== SUPPLIED MATERIAL ==

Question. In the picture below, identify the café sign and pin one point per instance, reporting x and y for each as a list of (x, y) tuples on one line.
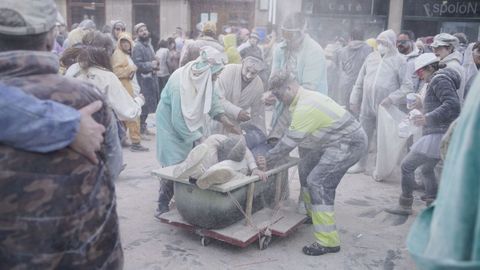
[(442, 8)]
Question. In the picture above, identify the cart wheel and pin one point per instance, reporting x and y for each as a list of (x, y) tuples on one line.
[(205, 241), (264, 241)]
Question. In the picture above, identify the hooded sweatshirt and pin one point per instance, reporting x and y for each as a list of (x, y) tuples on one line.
[(454, 61), (441, 103)]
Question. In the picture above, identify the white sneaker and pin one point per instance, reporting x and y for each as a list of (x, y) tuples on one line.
[(192, 165)]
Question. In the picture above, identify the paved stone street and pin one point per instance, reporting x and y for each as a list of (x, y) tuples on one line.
[(371, 238)]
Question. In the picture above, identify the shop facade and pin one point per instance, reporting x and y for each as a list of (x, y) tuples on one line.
[(429, 17), (332, 19), (161, 16)]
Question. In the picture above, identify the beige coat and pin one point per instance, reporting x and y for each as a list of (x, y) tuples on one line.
[(236, 99)]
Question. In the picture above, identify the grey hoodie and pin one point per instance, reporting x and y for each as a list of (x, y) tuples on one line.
[(454, 61), (350, 61)]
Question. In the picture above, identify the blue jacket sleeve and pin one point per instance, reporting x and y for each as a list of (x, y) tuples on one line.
[(35, 125)]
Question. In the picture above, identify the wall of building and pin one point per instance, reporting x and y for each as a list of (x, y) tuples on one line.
[(261, 16), (62, 8), (395, 15), (285, 7), (174, 13)]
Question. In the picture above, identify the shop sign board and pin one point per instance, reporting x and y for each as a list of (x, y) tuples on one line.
[(442, 8)]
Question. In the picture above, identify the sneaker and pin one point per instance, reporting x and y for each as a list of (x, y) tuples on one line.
[(308, 220), (136, 147), (145, 137), (301, 208), (215, 177), (160, 210), (192, 165), (125, 143), (316, 249)]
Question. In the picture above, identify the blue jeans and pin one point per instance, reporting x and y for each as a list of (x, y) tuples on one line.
[(410, 163)]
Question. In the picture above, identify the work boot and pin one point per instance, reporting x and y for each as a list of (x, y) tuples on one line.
[(137, 147), (404, 207), (162, 208), (428, 199), (357, 168), (316, 249), (148, 132)]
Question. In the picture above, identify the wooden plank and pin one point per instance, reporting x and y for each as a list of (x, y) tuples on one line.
[(278, 187), (284, 223), (287, 223), (167, 173), (249, 203)]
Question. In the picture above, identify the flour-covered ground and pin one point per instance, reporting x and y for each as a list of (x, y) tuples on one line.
[(371, 238)]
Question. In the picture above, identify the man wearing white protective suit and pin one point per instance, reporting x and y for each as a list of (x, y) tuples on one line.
[(241, 89), (379, 82)]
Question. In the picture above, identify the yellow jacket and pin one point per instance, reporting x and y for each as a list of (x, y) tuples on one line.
[(230, 43), (122, 65)]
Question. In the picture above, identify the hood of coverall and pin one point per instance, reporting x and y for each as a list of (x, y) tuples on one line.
[(230, 40), (124, 36), (389, 40)]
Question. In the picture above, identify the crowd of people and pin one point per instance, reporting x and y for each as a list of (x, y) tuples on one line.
[(72, 100)]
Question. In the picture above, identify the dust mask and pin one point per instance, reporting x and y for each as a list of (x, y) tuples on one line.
[(382, 49)]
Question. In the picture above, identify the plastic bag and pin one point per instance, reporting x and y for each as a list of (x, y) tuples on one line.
[(390, 146)]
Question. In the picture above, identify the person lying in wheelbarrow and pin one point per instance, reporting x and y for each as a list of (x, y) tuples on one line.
[(217, 160), (330, 141)]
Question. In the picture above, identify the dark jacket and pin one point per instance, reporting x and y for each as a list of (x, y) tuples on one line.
[(441, 104), (142, 56), (57, 209)]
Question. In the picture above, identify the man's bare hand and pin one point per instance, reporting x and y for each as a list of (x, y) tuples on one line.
[(270, 100), (243, 116), (229, 126), (261, 174), (261, 162), (90, 134)]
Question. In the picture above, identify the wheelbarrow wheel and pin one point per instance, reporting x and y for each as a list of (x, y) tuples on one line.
[(264, 241), (205, 241)]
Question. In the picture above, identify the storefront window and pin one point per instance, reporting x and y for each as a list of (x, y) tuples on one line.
[(332, 19), (148, 12), (430, 17), (79, 10)]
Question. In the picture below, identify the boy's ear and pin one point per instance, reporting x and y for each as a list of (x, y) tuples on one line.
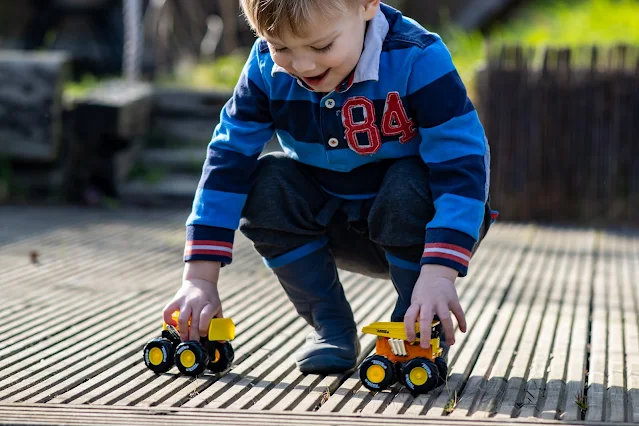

===

§ **PROBLEM DETAILS**:
I would like you to retype exactly the lines running from the one containing "Question. In the picture above, identify the person" to the last line of the entries, both included, leaving all pictures out.

§ **EXERCISE RESPONSE**:
Question. In the picture above, identify the person lying in wheelbarrow and pin one point per instance, reporting x and y for each as a list of (x, y) tuples on one line.
[(217, 160), (330, 141)]
Question. In the picture above, identify the dark jacket and pin one point per instance, reporting x and y for each as a list of (x, y) tuples on one line.
[(441, 104), (142, 56), (57, 209)]
Question. In the picture above, identify the man's bare hand and pin one point per instance, reporting x and y for each as a list of (x, y) tuples on one line.
[(270, 100), (243, 116), (229, 126), (261, 174), (261, 162), (90, 134)]
Question. In the picture above, identify the wheelbarrow wheel and pin one point per instance, reporting x and y for each as a list of (x, y) tuples on one line.
[(264, 241), (205, 241)]
Question. In the picture above, identify the storefront window and pin one point per instance, reporting x and y for each as a list of (x, y) tuples on one line.
[(332, 19), (148, 12), (430, 17), (79, 10)]
Question. In the picture below, identify the boy's ear and pin one point per instance, reporting x and y for each as a list of (x, y) tuples on one line.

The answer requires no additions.